### PROBLEM REQUIREMENTS
Rewrite the items from the line with "target = person in orange top" up to and including the line with "[103,47,137,69]", changing "work glove" to "gardening glove" and leaving all else untouched.

+===+

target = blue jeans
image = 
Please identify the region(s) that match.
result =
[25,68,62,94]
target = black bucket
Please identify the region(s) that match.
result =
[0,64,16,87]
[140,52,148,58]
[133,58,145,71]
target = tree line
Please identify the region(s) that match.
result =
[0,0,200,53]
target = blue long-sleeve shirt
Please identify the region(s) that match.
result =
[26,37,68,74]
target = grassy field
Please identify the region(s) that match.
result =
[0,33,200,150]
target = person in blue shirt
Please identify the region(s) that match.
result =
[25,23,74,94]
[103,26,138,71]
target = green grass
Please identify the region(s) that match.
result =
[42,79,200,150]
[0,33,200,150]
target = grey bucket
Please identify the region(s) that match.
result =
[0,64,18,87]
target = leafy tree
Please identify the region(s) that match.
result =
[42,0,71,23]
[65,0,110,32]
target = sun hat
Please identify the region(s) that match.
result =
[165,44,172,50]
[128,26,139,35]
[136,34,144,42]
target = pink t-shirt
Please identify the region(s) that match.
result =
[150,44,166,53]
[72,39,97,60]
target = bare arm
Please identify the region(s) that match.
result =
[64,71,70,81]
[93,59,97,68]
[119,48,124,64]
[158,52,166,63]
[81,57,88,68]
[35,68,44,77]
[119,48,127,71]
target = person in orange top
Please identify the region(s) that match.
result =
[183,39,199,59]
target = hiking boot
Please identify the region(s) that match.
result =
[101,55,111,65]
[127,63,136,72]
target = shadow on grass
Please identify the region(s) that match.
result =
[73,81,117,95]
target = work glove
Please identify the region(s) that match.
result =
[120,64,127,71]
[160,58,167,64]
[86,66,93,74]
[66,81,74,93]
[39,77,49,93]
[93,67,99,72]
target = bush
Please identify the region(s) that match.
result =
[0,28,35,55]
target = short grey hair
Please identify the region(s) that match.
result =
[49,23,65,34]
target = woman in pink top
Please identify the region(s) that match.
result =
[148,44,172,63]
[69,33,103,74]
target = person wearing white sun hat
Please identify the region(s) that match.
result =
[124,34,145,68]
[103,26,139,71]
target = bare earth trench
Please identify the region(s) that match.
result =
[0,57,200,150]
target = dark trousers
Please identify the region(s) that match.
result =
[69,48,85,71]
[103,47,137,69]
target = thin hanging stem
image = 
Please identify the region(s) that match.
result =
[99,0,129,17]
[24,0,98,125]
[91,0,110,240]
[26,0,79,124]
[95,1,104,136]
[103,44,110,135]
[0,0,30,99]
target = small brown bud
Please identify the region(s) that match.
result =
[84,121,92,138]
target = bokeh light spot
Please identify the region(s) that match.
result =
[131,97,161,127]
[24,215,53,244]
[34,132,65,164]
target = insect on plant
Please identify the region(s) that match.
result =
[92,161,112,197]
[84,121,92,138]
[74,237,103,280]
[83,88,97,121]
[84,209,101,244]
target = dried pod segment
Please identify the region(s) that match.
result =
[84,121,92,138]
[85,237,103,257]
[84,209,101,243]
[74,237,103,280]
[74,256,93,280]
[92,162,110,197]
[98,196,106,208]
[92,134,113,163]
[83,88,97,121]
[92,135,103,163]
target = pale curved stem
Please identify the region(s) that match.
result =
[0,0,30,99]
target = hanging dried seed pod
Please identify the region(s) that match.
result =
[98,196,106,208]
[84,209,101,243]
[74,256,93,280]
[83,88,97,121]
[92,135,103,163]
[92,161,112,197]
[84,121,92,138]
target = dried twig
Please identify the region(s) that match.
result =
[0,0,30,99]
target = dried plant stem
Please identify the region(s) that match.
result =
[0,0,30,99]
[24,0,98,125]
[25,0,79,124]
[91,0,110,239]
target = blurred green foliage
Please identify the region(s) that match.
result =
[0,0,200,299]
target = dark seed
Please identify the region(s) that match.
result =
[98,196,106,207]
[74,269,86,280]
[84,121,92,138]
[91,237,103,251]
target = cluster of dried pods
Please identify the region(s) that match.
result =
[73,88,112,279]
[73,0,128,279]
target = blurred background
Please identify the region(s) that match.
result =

+===+

### FINAL RESULT
target = person in orange top
Please identify the region(s) that match.
result =
[183,39,199,59]
target = hiking boot
Please identify the region(s) that match.
result =
[101,55,111,65]
[127,63,136,72]
target = shadow on grass
Please identify the region(s) that match.
result =
[73,81,117,95]
target = gardening glove
Please identify the region(s) that match.
result =
[120,64,127,71]
[160,58,167,64]
[86,66,93,74]
[66,81,74,93]
[39,77,49,93]
[93,67,99,72]
target = bush
Please identify the region(s) that match.
result =
[0,28,35,55]
target = short grey hair
Please identify the region(s) that match.
result =
[49,23,65,34]
target = woman in pink top
Please identify the region(s) that match.
result =
[148,44,172,63]
[69,33,103,74]
target = person wearing white sun hat
Please identify the region(s) that match.
result =
[124,34,145,68]
[103,26,139,71]
target = bare earth trench
Please identify the region(s) that match.
result =
[0,57,200,150]
target = dark trousers
Please identify the region(s) that match.
result =
[69,48,85,71]
[103,47,137,69]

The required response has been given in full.